■ Jobs ■
1 > For each statement about the John Olson profile, say yes or no and quote the deciding words: (a) Olson is 83 years old. (b) Three herds of elk have recently been seen in nearby pastures. (c) The rooster is part Rhode Island Red.
2 > Rewrite the stretch of the John Olson profile from "The gravel shallows" through "them to follow.", putting "sturdy" in place of "burly".
3 > Answer these questions from the John Olson profile:
(a) Toward which peak does the man nod his head?
(b) Whose chickens have wandered into Olson's fields?
(c) Which trees does the profile name in the temperate rain forest?

Saturday 3 May 2014

John Olson loves the land he fights for


The gravel shallows of the Quinault River sparkle in rare sunlight that illuminates evergreens atop the Olympic peaks and the meadows in the valley. A broad-shouldered and burly man nods his head toward Woody Peak.


“Every day I get up and run up and down that peak,” teases 83-year-old John Olson.


Four herds of elk have been spotted in pastures nearby recently, he said. His son’s brood of colorful Bard Rock and other chickens have wandered into his fields. A dandy of a rooster, part Rhode Island Red, seems to cock his head at the hens as if to beckon them to follow.


“They like my house better,” Olson chuckles.


These are the peaks that shoved their way out of the sea’s erupting volcanoes and colliding plates millions of years ago. These are the valleys sculpted by glaciers and rivers.


This is the temperate rain forest of giant Sitka spruce, Western red cedar, Douglas fir and hemlock where the Quinault and other tribes have hunted, fished and lived for thousands of years.

■ Source data ■
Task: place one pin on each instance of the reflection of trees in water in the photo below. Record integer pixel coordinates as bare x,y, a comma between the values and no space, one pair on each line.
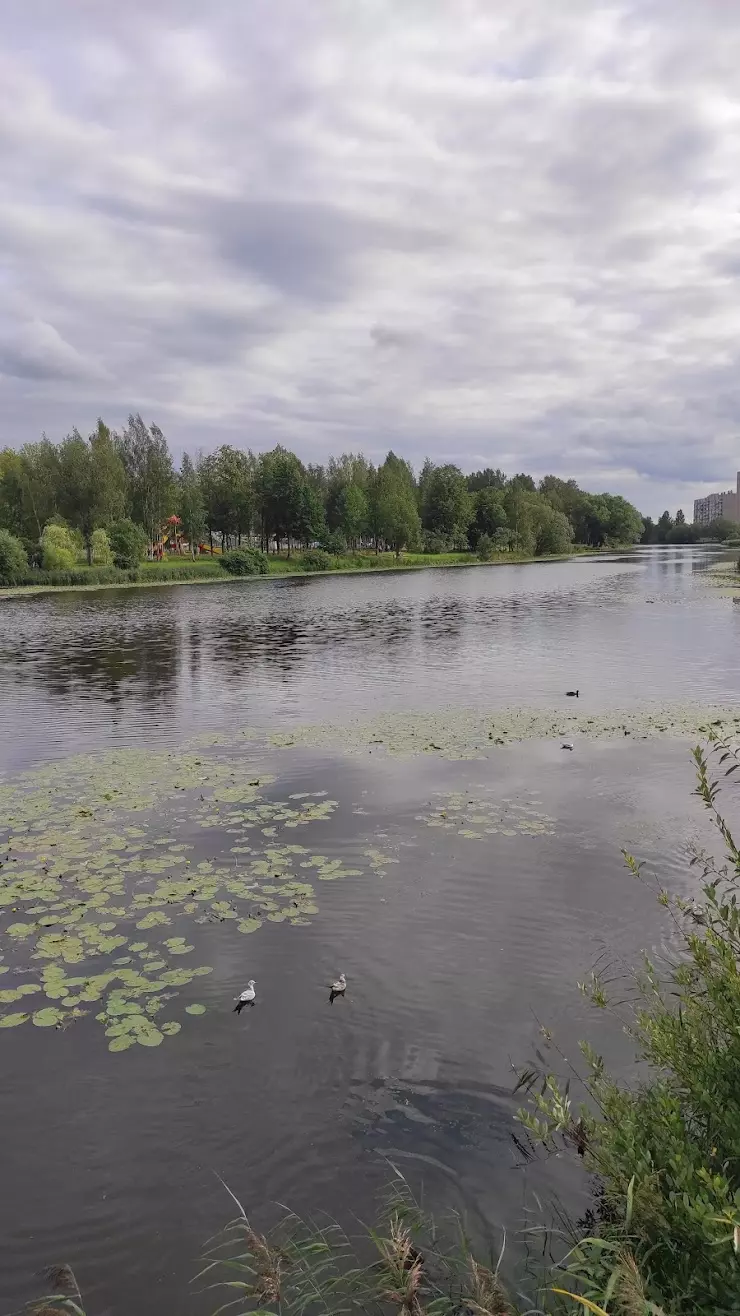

■ Solutions in order ■
1 >
(a) Yes: "83-year-old John Olson"
(b) No: "Four herds of elk have been spotted in pastures nearby recently"
(c) Yes: "A dandy of a rooster, part Rhode Island Red"

2 >
The gravel shallows of the Quinault River sparkle in rare sunlight that illuminates evergreens atop the Olympic peaks and the meadows in the valley. A broad-shouldered and sturdy man nods his head toward Woody Peak.


“Every day I get up and run up and down that peak,” teases 83-year-old John Olson.


Four herds of elk have been spotted in pastures nearby recently, he said. His son’s brood of colorful Bard Rock and other chickens have wandered into his fields. A dandy of a rooster, part Rhode Island Red, seems to cock his head at the hens as if to beckon them to follow.

3 >
(a) Woody Peak
(b) His son's
(c) Giant Sitka spruce, Western red cedar, Douglas fir and hemlock